What the task asks:
Please return all lines from the records below that include the string "grille".
━━━ Records shown
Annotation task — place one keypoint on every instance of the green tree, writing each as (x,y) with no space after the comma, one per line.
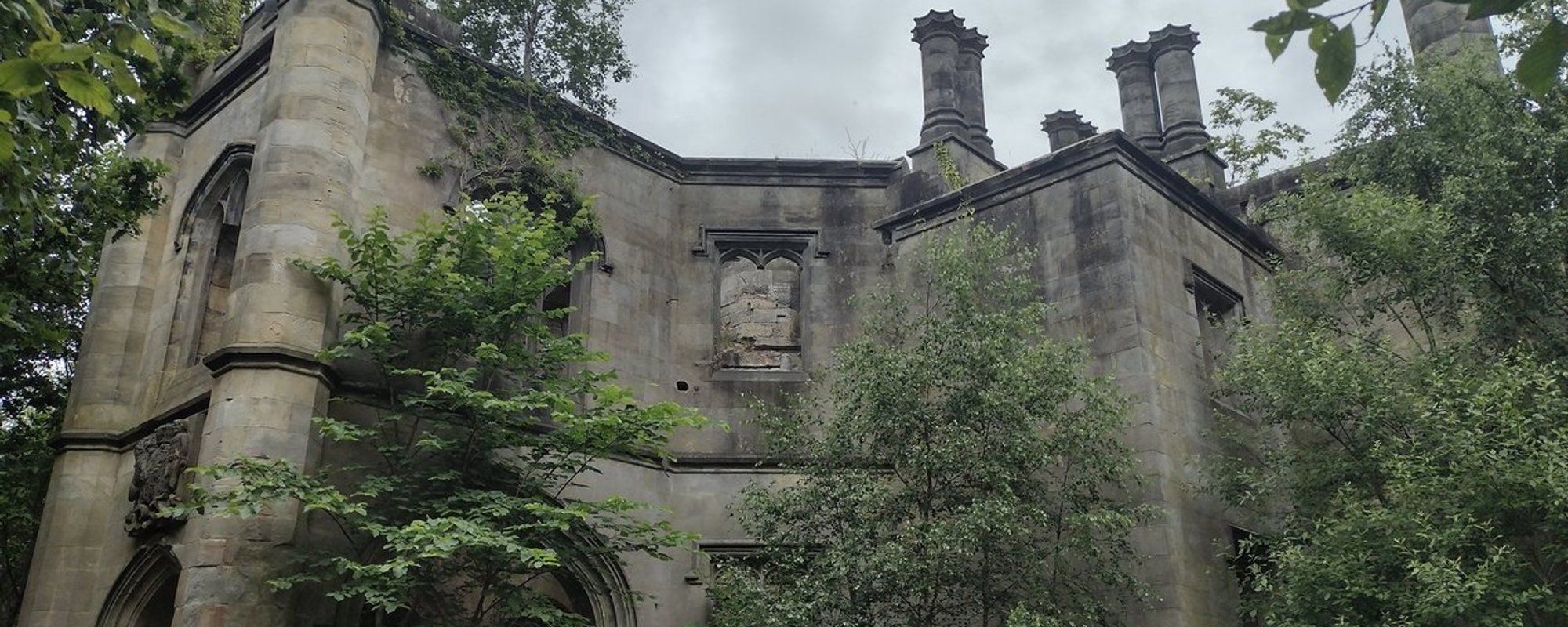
(74,81)
(457,496)
(957,468)
(1412,388)
(1332,35)
(572,48)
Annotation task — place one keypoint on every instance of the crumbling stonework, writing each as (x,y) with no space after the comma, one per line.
(760,314)
(200,325)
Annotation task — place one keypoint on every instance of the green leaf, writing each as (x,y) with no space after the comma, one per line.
(1539,65)
(1379,10)
(1288,23)
(23,78)
(87,90)
(167,23)
(42,21)
(1487,9)
(1337,62)
(1277,45)
(53,53)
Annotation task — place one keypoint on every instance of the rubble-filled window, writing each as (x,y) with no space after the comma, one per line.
(760,313)
(761,280)
(1218,308)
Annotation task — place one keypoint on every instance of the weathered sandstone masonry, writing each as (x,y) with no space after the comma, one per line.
(722,281)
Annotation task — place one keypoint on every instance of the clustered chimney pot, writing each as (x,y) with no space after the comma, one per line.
(1067,128)
(1181,104)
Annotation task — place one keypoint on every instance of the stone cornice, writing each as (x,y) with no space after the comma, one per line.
(270,358)
(973,42)
(1127,56)
(1069,120)
(938,24)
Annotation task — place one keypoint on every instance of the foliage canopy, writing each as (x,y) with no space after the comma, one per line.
(456,487)
(1412,388)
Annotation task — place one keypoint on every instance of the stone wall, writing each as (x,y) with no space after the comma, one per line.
(722,283)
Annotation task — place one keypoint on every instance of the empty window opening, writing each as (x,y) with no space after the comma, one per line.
(760,313)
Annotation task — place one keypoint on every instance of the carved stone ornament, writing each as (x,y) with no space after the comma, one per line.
(161,462)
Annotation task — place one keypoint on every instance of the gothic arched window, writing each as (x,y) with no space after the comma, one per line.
(760,311)
(760,319)
(208,244)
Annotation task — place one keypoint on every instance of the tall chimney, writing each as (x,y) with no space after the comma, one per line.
(1141,107)
(1181,106)
(1065,129)
(940,35)
(971,90)
(1442,29)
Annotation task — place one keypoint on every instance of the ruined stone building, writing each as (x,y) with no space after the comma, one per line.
(720,278)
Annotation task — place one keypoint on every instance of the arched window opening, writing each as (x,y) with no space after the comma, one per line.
(208,244)
(147,592)
(760,313)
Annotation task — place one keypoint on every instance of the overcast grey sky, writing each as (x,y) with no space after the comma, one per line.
(802,78)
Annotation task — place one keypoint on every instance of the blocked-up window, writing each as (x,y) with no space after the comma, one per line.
(760,299)
(208,244)
(760,313)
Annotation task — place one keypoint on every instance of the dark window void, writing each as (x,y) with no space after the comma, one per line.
(1218,308)
(559,302)
(208,244)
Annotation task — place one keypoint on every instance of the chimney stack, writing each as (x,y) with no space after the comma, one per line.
(971,90)
(1065,129)
(1442,29)
(940,35)
(1141,107)
(1181,104)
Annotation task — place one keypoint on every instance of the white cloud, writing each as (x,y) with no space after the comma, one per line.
(791,79)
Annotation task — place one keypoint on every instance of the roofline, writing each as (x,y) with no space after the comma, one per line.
(1103,150)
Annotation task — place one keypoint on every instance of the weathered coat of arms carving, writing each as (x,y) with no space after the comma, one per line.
(161,462)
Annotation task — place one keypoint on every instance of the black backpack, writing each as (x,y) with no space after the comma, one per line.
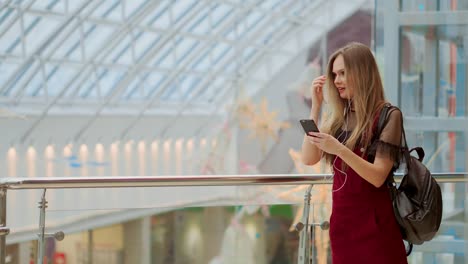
(417,201)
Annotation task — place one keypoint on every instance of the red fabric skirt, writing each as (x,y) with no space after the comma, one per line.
(363,228)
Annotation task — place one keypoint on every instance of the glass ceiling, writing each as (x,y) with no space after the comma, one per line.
(142,55)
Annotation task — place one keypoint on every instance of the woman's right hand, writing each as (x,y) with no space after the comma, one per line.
(316,92)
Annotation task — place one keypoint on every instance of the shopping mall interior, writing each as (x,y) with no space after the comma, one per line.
(103,102)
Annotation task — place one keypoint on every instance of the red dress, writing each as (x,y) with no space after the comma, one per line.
(363,228)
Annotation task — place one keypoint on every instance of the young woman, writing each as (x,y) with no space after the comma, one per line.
(363,228)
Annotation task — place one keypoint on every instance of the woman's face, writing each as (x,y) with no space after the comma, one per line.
(340,78)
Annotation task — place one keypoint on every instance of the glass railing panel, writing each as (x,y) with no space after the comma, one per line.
(248,224)
(235,223)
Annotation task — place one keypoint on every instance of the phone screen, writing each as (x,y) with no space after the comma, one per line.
(309,125)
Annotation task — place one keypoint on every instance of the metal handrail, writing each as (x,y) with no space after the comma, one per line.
(174,181)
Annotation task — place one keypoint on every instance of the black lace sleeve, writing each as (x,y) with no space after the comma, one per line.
(388,145)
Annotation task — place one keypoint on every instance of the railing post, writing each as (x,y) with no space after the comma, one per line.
(303,256)
(3,229)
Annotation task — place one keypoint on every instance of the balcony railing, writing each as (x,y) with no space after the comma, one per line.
(11,184)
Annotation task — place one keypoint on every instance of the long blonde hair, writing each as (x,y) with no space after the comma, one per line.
(362,74)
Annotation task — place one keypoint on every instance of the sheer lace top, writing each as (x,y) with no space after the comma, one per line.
(388,144)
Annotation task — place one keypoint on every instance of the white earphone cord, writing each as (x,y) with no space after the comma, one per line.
(333,163)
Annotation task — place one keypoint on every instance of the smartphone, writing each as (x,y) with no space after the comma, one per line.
(309,125)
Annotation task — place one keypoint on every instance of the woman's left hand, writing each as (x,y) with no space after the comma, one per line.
(325,142)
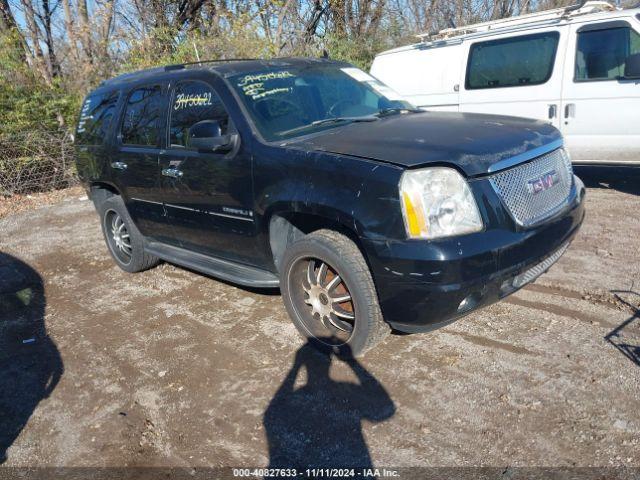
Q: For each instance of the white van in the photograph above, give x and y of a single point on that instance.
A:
(577, 68)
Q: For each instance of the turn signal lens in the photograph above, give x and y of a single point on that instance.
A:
(437, 202)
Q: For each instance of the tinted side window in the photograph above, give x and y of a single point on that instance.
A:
(95, 118)
(194, 102)
(602, 54)
(511, 62)
(142, 117)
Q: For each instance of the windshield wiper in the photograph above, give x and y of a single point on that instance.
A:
(392, 111)
(325, 121)
(368, 118)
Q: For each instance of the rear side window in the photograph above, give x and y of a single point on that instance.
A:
(194, 102)
(95, 118)
(142, 117)
(602, 54)
(512, 62)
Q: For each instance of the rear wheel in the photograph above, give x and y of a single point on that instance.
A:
(329, 293)
(124, 240)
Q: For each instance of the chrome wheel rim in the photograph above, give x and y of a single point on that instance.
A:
(118, 235)
(323, 300)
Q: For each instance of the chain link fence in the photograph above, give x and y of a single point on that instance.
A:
(36, 161)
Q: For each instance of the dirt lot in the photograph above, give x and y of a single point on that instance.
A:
(171, 368)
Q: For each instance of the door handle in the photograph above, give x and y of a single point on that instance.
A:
(119, 165)
(570, 110)
(172, 172)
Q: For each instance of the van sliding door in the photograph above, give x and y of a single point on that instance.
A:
(601, 108)
(515, 74)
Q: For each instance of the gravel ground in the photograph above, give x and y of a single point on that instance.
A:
(172, 368)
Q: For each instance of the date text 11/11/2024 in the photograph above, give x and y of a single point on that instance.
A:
(316, 472)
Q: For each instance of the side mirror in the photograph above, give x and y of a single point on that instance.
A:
(206, 135)
(632, 66)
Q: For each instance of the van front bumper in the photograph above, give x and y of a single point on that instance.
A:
(423, 285)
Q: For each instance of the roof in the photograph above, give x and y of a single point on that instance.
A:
(587, 11)
(224, 68)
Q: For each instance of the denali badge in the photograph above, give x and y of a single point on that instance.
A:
(543, 182)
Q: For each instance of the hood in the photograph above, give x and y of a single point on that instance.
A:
(473, 142)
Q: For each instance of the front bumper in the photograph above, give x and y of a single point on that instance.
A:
(425, 285)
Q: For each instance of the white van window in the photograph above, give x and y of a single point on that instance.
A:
(602, 54)
(512, 62)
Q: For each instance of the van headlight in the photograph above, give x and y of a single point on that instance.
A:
(437, 202)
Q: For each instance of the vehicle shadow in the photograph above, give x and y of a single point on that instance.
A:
(320, 423)
(30, 364)
(621, 178)
(616, 337)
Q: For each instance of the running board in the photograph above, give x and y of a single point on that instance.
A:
(215, 267)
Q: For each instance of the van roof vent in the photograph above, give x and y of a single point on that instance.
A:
(582, 8)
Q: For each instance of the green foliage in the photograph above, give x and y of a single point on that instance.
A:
(359, 52)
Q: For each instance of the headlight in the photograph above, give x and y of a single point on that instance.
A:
(437, 202)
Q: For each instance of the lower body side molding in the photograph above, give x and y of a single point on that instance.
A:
(215, 267)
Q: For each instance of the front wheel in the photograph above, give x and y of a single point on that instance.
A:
(329, 293)
(123, 238)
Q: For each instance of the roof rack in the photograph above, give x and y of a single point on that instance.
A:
(582, 8)
(167, 68)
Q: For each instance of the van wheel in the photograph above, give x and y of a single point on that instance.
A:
(124, 240)
(329, 293)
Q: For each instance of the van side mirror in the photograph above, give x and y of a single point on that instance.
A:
(632, 66)
(207, 136)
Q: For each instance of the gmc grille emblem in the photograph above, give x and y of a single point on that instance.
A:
(543, 182)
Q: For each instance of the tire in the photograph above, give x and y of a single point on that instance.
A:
(128, 252)
(313, 307)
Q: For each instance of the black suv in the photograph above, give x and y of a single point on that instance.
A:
(312, 176)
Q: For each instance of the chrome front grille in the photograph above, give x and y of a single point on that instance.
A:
(535, 190)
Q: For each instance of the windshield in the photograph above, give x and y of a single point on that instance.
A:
(298, 100)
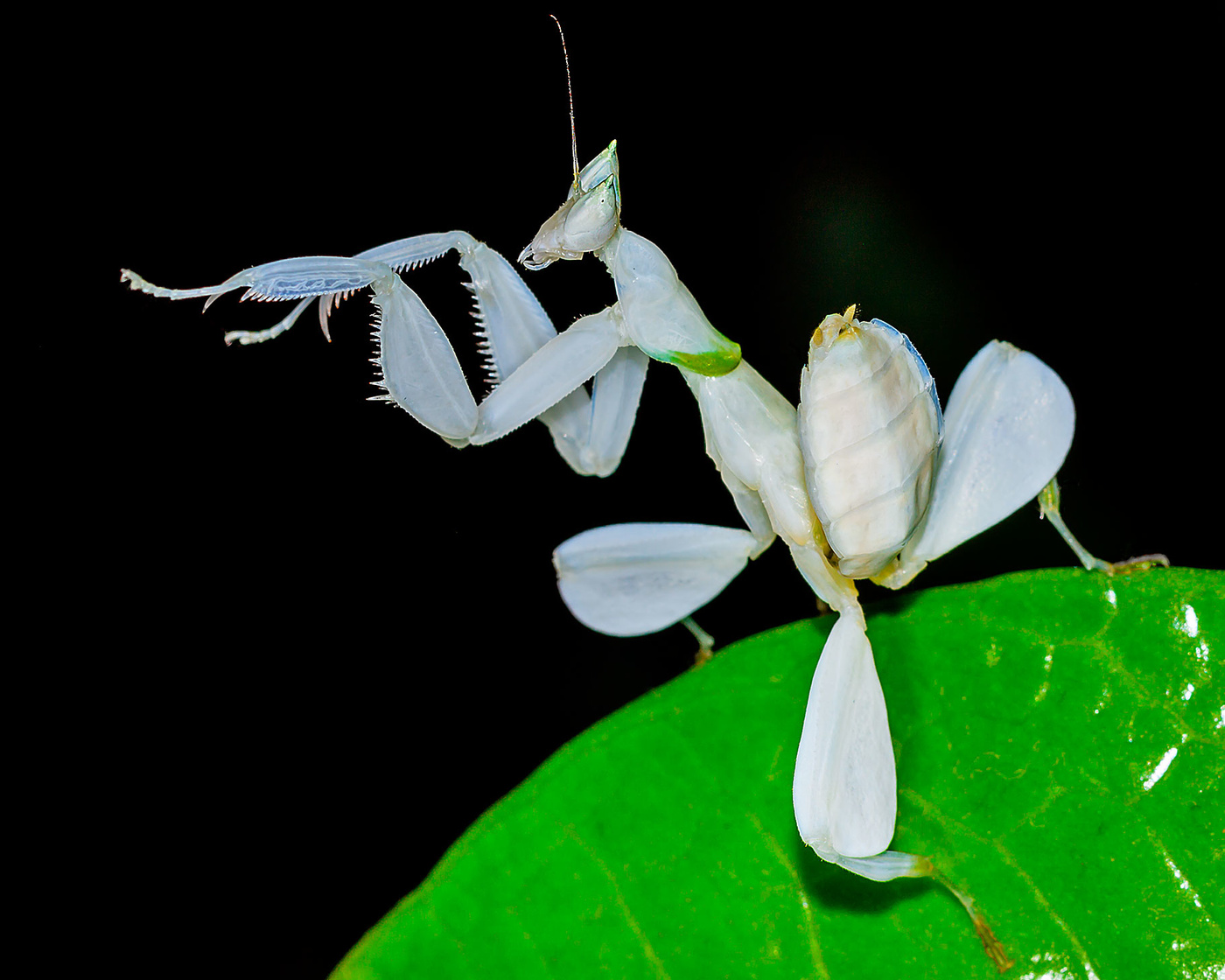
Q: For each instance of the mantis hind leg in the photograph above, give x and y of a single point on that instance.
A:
(1049, 502)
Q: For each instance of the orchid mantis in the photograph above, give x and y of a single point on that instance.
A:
(866, 480)
(536, 373)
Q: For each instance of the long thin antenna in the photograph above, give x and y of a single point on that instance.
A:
(570, 89)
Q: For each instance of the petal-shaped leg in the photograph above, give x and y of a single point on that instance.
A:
(1007, 430)
(845, 787)
(628, 579)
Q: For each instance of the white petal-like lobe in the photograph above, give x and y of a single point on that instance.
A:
(628, 579)
(845, 783)
(1007, 430)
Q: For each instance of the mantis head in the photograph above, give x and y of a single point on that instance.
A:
(588, 218)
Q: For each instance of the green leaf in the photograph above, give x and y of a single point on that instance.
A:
(1059, 738)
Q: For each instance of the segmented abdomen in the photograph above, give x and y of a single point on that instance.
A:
(870, 429)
━━━━━━
Solved exercise:
Q: For each instance of the gmc grille emblem in the photograph above, give x and y of a single point on that instance.
Q: For each instance of the chrome front grille in the photograph above, give x and y of a single point on that instance.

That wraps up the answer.